Written exercise 1: In the forum thread on the Honduran survey data, which variable did the poster use as the weight when adjusting for survey design?
Written exercise 2: Pick up the forum thread on the Honduran survey data after its last sentence and keep writing it.
** start of Excerpted text **
The DHS Program User Forum
Discussions regarding The DHS Program data and results
Home » Countries » Other countries » Issues with Honduran DHS dataset 2011-12 (Adjusting for survey design in R)
Issues with Honduran DHS dataset 2011-12 [message #18789] Thu, 20 February 2020 22:03 Go to next message
Mariela Contreras is currently offline  Mariela Contreras
Messages: 7
Registered: September 2019
Member
Dear all,

We are having issues using the 2011-12 Honduran dataset.

When you see the flowchart (attached in file), one can see that n is 5,487 which means that the observations in the database are 5,627 minus the 140 women that have children with missing nutritional status values.

Using the command tab1 which is part of the epicalc package in R, one can see that the number of women living in the rural and urban areas is 3878 and 1749, respectively (attached in file). These numbers add up to 5,627 women which is n before excluding women who have children with missing nutritional status values. Using this command we have not adjusted for survey design.

When we generated a 2x2 table (using the variables place of residence (urban and rural) and child stunting category) with the survey package in R and adjusting for survey design, one can notice that n is 4,248 mothers with children and not 5,487 mothers with children as we have defined in our flow chart (attached in file).

We also noticed that when we use the svyby commands to generate prevalence, the results are difficult to interpret, as they are not prevalences but look more like integers (e.g. 1 and 2 for place of residence.

Please note the several commands we used to generate the above results:

1) To adjust for survey design:
dhsdesign <- svydesign(id= violnutr_3R$prisam, strata = violnutr_3R$stratasam, weights= violnutr_3R$samweight/1000000, data= violnutr_3R)

-prisam is v021
-Stratasam is v022
-Samweight is d005 (weight for domestic violence module)

2) To generate a frequency of the variable place of residence

tab1(violnutr_3R$plares)

-violnutr_3R is the name of the dataset
-plares is the variable name for the places of residence (urban/rural)

3) To generate a 2x2 table (place of residence and child stunting category)

svyby(~chstunting_cat,~plares,dhsdesign, svymean, na.rm=TRUE)

We would appreciate your support in sorting out our issue.

Best regards,

Mariela


Re: Issues with Honduran DHS dataset 2011-12 [message #18843 is a reply to message #18789] Fri, 28 February 2020 08:05 Go to previous messageGo to next message
Bridgette-DHS is currently offline  Bridgette-DHS
Messages: 2021
Registered: February 2013
Senior Member

Following is a response from DHS Research & Data Analysis Director, Tom Pullum:

I can't go through your code to confirm that it is doing what you want. I'm not an R user and besides that I'm not clear what it is you want to do. Are you trying to estimate the prevalence of stunting in urban areas and in rural areas, with adjustments for the survey design? I can do this very easily in Stata but I don't know the commands in R. The point estimates should be available in the report on this survey and on STATcompiler. You can compare with them. If the report and STATcompiler differ, the latter is preferred.
** end of Excerpted text **
** start of Data listing **
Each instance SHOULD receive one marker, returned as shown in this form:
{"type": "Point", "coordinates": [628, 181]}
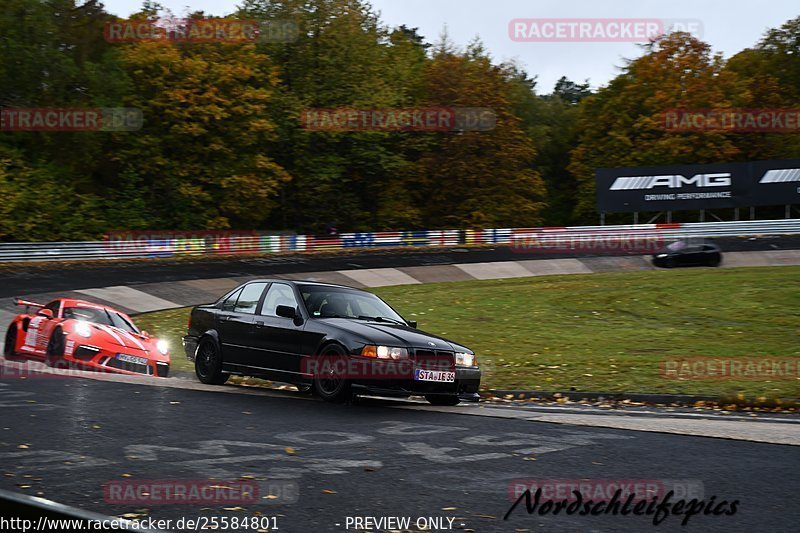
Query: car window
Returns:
{"type": "Point", "coordinates": [95, 315]}
{"type": "Point", "coordinates": [54, 307]}
{"type": "Point", "coordinates": [278, 294]}
{"type": "Point", "coordinates": [230, 301]}
{"type": "Point", "coordinates": [326, 301]}
{"type": "Point", "coordinates": [249, 297]}
{"type": "Point", "coordinates": [122, 323]}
** end of Data listing **
Task answer 1: d005, the weight for the domestic violence module.

Task answer 2:
One issue with the stunting (etc.) estimates is that you can get them from the PR file (for all children in the household) or from the KR file (for those children whose mother is also in the household and is a de facto resident). If you are trying to match the report, you need to check whether the estimates you want to match come from the PR file or the KR file.

The point estimates are affected by the weights. The adjustments for clustering and stratification will only affect the standard errors of the estimates, i.e. the confidence intervals.

The weighted and unweighted frequencies are usually different for subpopulations. Sometimes the weighted frequencies are larger than the unweighted frequencies, and sometimes the reverse. That's not a problem. Tables in DHS reports give the weighted frequencies.

However, the weighted and unweighted frequencies should agree exactly for the TOTAL number of cases in the PR file and the IR file, because of how the weights are normalized.

Let me know if you have other questions--sorry I can't be of much help with this.
Re: Issues with Honduran DHS dataset 2011-12 [message #18943 is a reply to message #18843] Mon, 23 March 2020 13:21 Go to previous messageGo to next message
Mariela Contreras is currently offline  Mariela Contreras
Messages: 7
Registered: September 2019
Member
Thank you for your reply Tom and Bridgette.

I am analyzing the association between intimate partner violence (IPV) and child stunting in Honduras. I am using the 2011 dataset.

I wonder why I get a smaller population size (weighted observations) than the number of observations (unweighted) during analysis? To keep track of what I have done so far, below my procedure in Stata.

Thank you for your support,

Mariela

============================================================ ========
PROCEDURES
============================================================ ========

I downloaded the dataset HNIR62FL.DTA and followed the steps.
1. Setting the sampling design features as:
*********************************************************
*WEIGHT VARIABLE
gen weight = d005/1000000

*SURVEY SET
gen psu = v021
gen strata = v022
svyset psu [pw = weight], strata(strata)
*********************************************************
2. Keeping records that responded the domestic violence questions (keep if v044==1)
3. Generating the variable "**Women age 15-49 who have experienced physical violence since age 15".
**********************************************************
gen everpsyvio=1 if (d105a>=1 & d105a<=4)|(d105b>=1 & d105b<=4)|(d105c>=1 & d105c<=4)|(d105d>=1 & d105d<=4)|(d105e>=1 & d105e<=4)|(d105f>=1 & d105f<=4)|(d105g>=1 & d105g<=4)|(d105j>=1 & d105j<=4)|(d130a>=1 & d130a<=4)
replace everpsyvio=1 if d115y==0
replace everpsyvio=1 if d118y==0
replace everpsyvio=0 if everpsyvio==.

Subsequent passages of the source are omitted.